------ Exercise material ------

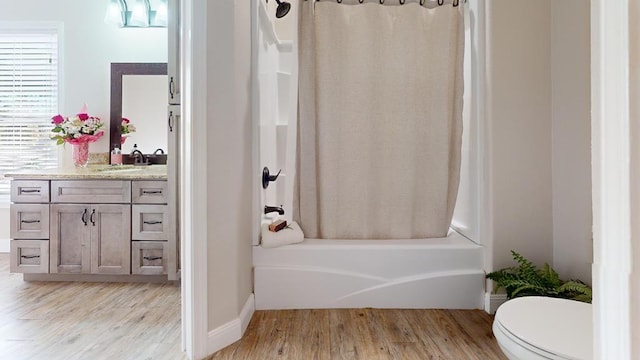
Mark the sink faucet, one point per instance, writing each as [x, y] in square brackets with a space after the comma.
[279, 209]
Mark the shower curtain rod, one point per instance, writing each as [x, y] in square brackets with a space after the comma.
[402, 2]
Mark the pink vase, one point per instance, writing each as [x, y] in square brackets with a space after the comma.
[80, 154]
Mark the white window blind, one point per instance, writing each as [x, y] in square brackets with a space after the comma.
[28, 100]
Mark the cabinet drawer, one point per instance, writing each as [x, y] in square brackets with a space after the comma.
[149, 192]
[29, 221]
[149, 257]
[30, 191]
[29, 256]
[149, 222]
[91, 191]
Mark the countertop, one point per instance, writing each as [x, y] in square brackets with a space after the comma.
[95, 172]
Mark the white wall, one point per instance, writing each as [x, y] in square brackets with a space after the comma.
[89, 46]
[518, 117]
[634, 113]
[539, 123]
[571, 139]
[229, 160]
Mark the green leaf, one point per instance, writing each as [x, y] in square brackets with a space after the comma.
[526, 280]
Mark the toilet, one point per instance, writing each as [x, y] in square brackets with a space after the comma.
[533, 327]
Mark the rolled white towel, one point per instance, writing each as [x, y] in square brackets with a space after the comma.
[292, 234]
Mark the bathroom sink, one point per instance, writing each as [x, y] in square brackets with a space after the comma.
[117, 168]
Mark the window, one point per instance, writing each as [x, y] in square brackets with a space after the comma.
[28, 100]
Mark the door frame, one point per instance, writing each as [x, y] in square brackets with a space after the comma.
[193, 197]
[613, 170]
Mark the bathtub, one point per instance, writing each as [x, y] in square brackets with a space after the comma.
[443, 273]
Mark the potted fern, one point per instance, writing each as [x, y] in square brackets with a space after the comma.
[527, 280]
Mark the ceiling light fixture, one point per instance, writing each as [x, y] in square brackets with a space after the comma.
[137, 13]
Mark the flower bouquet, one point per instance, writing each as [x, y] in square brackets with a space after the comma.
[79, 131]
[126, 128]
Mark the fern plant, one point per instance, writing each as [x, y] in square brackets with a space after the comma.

------
------ Exercise material ------

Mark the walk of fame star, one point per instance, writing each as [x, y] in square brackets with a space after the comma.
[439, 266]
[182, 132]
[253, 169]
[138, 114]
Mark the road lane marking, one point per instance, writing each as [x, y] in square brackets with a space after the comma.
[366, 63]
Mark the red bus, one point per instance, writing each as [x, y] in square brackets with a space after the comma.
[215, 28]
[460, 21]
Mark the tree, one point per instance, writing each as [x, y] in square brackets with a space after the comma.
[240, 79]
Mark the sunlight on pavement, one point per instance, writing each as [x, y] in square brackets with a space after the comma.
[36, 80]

------
------ Exercise material ------

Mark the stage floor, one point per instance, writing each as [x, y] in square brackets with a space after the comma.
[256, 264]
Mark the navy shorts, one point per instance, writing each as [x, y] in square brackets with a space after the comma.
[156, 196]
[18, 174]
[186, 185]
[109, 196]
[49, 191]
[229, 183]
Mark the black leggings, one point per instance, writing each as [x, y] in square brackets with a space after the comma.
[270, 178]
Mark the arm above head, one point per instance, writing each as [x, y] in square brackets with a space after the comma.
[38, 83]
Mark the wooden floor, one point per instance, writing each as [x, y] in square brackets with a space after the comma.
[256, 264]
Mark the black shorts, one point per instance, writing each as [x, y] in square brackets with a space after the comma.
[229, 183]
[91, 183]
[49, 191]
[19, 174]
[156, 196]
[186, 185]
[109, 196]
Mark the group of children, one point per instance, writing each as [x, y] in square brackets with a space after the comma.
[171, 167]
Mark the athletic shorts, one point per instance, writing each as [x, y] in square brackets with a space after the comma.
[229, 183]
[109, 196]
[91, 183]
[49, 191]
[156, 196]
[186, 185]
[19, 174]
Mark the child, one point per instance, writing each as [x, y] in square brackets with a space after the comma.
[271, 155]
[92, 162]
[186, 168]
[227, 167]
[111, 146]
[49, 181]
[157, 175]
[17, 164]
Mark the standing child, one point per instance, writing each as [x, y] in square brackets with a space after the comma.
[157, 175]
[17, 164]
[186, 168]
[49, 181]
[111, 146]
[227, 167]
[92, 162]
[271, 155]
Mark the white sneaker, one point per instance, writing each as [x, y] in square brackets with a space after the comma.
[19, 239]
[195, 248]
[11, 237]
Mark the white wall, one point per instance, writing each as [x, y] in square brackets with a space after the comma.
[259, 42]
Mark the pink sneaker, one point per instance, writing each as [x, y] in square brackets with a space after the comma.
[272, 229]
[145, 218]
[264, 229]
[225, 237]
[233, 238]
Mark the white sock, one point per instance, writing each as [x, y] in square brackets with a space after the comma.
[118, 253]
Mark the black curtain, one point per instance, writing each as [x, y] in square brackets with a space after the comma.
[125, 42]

------

### [Problem]
Copy out the listing word for word from the line holding "Mark the flower" through the line holding "Mark the fern", both lines included.

### [Output for this task]
Mark the flower bouquet, one point per instance, writing each as [x, y] in square brackets with a space after the comma.
[79, 131]
[126, 128]
Mark the fern plant, one point per instance, writing each as [x, y] in square brackets with a space after the comma.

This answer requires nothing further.